Assignment. Check every line of the data for the word "cleat", and copy those that have it.

Working data.
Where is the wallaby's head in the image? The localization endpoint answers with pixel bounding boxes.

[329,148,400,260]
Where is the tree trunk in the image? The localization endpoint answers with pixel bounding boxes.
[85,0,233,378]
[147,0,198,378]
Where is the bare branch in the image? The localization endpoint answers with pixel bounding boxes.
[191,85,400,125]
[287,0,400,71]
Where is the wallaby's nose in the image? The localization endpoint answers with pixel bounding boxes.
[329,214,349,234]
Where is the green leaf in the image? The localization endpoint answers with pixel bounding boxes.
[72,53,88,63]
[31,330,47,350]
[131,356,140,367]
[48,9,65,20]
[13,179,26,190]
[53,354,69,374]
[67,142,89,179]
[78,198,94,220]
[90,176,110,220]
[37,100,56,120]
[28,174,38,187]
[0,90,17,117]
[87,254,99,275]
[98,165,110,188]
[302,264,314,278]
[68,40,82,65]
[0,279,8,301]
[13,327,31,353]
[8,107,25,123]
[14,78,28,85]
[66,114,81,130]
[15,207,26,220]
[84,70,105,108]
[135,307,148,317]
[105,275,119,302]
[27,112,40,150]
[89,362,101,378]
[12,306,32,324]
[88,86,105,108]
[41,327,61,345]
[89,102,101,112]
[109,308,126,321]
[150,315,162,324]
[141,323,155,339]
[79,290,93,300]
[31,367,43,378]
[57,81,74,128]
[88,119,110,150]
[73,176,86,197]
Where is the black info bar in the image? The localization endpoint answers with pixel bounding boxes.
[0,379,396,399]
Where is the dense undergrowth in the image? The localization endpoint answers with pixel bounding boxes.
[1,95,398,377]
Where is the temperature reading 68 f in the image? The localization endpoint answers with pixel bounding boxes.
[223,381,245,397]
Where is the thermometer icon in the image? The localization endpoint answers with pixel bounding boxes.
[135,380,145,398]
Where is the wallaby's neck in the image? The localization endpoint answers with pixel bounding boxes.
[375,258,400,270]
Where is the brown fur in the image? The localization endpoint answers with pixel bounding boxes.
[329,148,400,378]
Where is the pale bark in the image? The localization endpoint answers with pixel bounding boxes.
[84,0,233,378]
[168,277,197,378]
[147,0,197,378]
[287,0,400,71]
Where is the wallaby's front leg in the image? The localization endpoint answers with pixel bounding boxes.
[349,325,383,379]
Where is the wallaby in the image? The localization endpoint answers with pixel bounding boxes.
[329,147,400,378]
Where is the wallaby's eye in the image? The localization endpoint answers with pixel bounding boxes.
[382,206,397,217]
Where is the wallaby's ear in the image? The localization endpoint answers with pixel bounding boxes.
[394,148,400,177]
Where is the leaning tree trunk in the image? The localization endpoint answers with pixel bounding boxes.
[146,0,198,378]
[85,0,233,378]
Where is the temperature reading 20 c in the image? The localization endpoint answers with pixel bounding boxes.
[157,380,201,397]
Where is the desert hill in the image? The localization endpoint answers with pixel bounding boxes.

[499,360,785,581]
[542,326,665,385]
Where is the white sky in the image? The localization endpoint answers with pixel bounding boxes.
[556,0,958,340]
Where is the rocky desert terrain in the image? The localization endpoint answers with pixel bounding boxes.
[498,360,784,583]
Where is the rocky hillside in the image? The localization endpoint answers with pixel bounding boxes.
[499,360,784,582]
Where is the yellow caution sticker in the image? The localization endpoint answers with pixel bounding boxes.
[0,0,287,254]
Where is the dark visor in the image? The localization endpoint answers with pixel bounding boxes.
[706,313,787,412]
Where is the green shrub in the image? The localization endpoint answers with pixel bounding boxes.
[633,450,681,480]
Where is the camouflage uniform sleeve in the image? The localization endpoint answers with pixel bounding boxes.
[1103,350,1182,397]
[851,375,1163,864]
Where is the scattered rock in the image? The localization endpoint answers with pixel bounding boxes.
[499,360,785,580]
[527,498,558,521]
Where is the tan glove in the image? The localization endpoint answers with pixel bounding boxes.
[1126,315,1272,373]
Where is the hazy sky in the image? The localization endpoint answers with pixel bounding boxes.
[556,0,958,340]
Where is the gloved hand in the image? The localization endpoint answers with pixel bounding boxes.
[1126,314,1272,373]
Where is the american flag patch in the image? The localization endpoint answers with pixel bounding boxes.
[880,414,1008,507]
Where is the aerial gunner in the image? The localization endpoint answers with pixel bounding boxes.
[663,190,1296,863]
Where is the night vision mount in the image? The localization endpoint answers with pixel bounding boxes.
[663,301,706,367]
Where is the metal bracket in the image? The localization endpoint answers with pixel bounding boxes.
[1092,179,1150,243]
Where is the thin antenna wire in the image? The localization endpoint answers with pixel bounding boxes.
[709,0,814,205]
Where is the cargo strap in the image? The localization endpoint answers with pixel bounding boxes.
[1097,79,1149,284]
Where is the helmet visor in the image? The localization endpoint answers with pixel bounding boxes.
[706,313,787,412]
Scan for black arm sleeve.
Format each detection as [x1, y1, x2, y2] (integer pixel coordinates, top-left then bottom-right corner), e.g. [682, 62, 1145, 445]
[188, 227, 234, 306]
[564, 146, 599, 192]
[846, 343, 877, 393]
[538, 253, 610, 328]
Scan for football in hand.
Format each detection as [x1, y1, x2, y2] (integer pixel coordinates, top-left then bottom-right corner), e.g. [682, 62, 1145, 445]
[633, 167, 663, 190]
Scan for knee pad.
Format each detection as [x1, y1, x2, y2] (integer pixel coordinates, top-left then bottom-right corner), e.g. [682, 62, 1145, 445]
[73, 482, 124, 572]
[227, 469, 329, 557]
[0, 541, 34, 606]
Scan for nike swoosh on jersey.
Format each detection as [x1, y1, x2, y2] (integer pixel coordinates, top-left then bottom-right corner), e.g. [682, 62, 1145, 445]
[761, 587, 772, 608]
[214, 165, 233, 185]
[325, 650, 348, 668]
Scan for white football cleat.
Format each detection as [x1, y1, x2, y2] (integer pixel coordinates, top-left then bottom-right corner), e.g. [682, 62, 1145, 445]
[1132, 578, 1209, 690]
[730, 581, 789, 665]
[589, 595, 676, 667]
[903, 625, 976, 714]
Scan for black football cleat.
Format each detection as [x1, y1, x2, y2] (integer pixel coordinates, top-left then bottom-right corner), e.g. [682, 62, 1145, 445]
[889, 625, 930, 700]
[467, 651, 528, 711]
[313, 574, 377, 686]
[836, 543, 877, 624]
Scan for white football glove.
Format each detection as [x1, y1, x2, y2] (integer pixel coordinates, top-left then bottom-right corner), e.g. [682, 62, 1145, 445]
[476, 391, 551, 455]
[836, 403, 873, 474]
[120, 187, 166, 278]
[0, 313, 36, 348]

Solved problem.
Scan for white football cleat.
Scan for black football cleat.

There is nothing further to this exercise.